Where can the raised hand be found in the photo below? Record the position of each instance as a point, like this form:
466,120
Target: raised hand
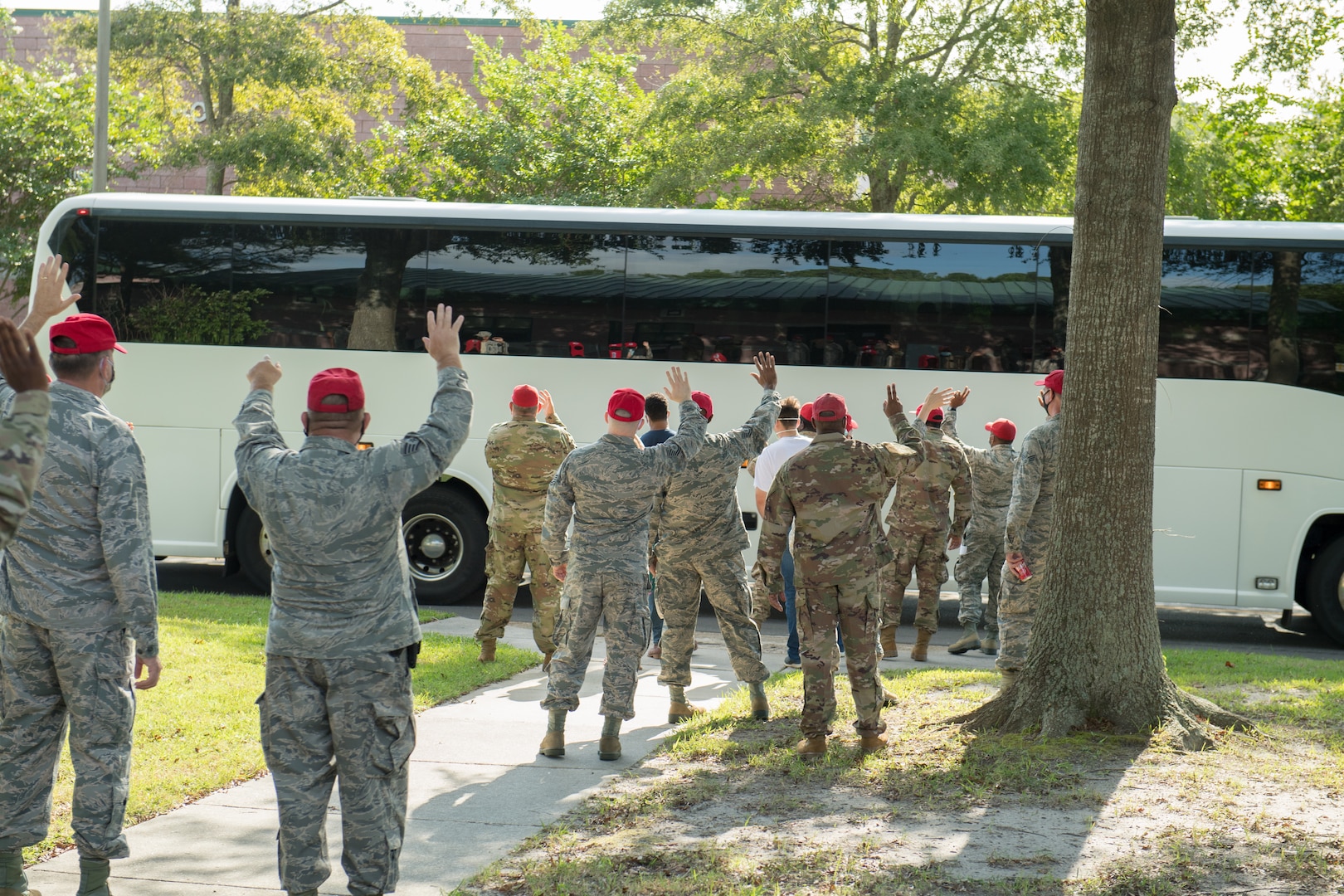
765,373
679,386
893,405
21,360
442,342
47,299
264,373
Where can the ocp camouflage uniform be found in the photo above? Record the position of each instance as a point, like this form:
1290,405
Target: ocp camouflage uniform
608,489
918,527
1027,529
523,455
830,494
338,700
80,601
991,490
696,538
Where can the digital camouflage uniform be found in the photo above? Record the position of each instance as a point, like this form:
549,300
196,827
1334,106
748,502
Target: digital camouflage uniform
918,527
696,538
523,455
991,490
338,700
830,494
80,602
1027,529
608,489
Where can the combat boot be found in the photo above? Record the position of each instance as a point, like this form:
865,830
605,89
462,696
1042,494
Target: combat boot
889,642
873,743
14,881
679,712
812,748
969,640
93,878
919,653
487,650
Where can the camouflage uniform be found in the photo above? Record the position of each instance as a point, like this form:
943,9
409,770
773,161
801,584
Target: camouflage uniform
696,536
608,489
1027,529
338,699
991,490
78,589
523,455
830,494
918,527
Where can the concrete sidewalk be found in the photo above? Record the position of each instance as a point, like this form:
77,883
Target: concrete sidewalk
477,786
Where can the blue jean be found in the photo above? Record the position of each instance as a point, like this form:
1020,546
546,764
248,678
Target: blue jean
791,611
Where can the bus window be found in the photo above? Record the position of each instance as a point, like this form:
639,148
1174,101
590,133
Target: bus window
531,293
334,286
928,305
1205,312
704,299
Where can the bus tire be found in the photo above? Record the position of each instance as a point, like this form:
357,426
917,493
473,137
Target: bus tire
253,548
1326,586
446,543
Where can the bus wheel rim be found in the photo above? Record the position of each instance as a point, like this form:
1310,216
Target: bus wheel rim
433,546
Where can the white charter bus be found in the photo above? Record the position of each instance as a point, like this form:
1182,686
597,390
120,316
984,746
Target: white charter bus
1249,507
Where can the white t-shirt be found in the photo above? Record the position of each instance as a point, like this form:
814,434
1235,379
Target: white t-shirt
774,457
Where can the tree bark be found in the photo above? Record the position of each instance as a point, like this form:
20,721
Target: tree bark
1096,652
1283,292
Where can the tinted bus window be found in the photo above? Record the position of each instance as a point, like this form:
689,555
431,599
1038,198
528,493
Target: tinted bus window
726,299
530,293
937,305
334,286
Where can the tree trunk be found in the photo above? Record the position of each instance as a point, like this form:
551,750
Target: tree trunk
379,289
1096,653
1283,317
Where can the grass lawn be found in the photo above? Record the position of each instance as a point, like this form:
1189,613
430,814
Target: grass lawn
726,807
197,731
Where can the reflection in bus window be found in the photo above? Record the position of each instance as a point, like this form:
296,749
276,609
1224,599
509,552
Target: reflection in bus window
553,295
962,306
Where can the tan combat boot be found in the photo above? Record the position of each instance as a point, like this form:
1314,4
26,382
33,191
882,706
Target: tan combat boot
889,642
873,743
969,640
679,712
812,748
919,653
487,650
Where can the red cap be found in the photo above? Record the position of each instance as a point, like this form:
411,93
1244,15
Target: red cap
90,334
1004,429
828,407
336,381
704,402
1054,382
934,416
626,405
524,397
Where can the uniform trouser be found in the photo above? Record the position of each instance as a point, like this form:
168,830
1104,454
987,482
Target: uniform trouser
47,677
984,557
724,578
620,598
856,607
926,557
350,719
1018,602
504,558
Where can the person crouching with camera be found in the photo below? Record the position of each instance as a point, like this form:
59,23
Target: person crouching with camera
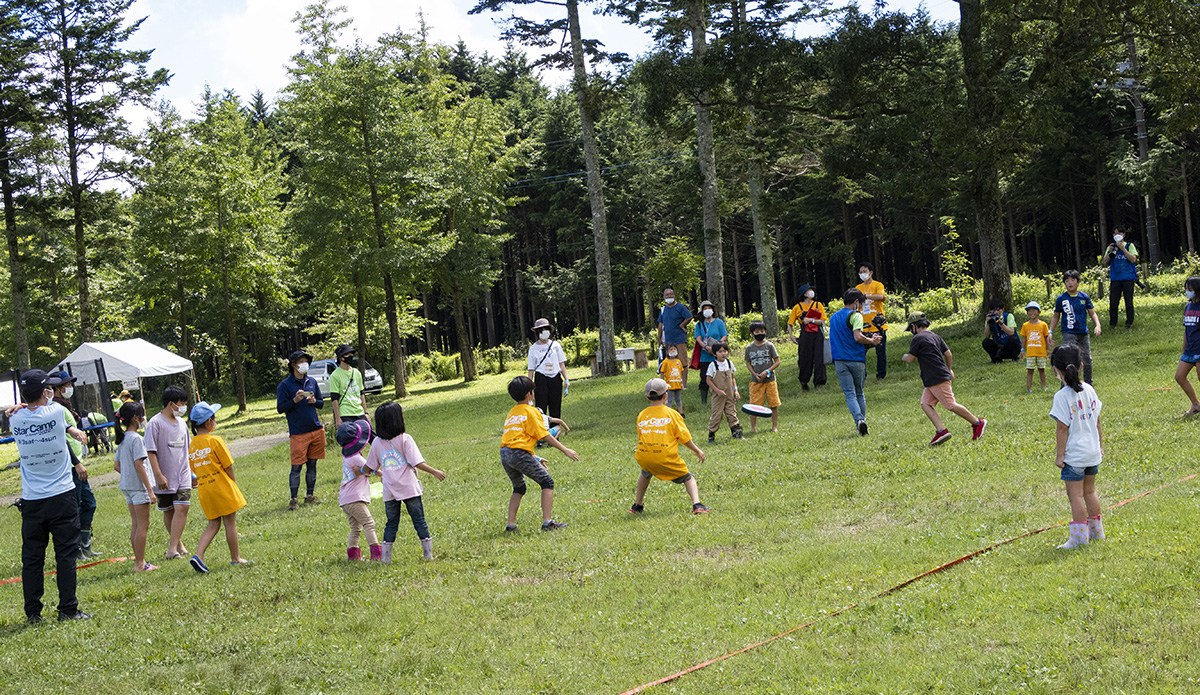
1000,334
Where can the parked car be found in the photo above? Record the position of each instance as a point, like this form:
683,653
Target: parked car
321,370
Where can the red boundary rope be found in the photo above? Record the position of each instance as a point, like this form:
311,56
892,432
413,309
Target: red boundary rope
17,579
883,593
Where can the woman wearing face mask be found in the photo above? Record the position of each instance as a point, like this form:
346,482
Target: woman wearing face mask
1191,343
1122,262
810,315
547,367
709,331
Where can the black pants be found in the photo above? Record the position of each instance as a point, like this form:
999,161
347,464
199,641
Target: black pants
41,519
1119,288
415,511
881,354
547,394
999,353
811,358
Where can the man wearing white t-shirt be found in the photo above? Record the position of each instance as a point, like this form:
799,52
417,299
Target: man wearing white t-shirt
48,504
547,369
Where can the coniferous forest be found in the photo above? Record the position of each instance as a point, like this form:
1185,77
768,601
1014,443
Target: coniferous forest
415,198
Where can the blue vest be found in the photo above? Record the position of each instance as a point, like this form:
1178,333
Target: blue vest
841,339
1121,268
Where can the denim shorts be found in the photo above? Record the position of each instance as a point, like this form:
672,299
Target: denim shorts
1073,474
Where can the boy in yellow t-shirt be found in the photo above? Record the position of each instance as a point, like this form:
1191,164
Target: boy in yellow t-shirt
660,430
1036,337
671,370
523,429
873,306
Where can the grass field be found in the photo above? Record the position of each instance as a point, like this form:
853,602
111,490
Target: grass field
803,522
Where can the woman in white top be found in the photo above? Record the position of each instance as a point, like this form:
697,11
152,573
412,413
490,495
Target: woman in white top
547,369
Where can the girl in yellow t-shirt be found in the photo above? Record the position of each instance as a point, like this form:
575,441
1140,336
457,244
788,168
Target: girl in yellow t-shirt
220,497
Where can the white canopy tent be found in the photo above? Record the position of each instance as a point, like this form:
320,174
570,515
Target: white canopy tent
124,360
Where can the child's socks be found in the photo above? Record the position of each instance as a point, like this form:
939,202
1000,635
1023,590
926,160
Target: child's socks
1078,535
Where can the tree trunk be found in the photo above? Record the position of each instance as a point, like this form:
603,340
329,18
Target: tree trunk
16,270
737,271
984,178
360,319
466,351
714,261
606,358
239,367
397,348
1074,226
1187,203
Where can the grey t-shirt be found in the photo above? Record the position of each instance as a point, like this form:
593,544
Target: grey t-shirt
131,453
761,357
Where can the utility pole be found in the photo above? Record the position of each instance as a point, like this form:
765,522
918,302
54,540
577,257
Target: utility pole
1139,111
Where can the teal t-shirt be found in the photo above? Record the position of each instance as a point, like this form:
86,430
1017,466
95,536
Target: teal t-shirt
348,387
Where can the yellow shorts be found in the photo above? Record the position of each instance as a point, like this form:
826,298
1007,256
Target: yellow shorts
767,390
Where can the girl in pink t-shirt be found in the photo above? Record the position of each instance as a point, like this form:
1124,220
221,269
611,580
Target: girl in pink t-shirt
354,495
395,455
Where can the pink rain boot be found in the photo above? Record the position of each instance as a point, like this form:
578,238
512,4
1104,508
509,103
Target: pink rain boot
1078,535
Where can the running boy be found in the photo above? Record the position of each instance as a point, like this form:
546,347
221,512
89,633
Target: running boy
671,370
660,431
725,394
1074,307
762,360
1035,340
929,351
523,427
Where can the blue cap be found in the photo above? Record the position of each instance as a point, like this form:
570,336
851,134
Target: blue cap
203,411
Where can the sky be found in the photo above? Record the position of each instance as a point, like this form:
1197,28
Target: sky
247,45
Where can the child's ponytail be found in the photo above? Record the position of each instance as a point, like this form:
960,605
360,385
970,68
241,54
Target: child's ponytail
129,411
1066,359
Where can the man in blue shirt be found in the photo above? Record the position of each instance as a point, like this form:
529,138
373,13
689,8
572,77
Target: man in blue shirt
299,399
48,504
1122,262
673,319
847,342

Task brief: Check each line of the entries above for the word "below". List the ones that have it.

Exercise response:
Where can the raised hand be found in the photo below? Record the position of each instance as a point, like this form:
Where can the person crouching with camera be found in the photo below? Record the position of each instance as a point, like this form:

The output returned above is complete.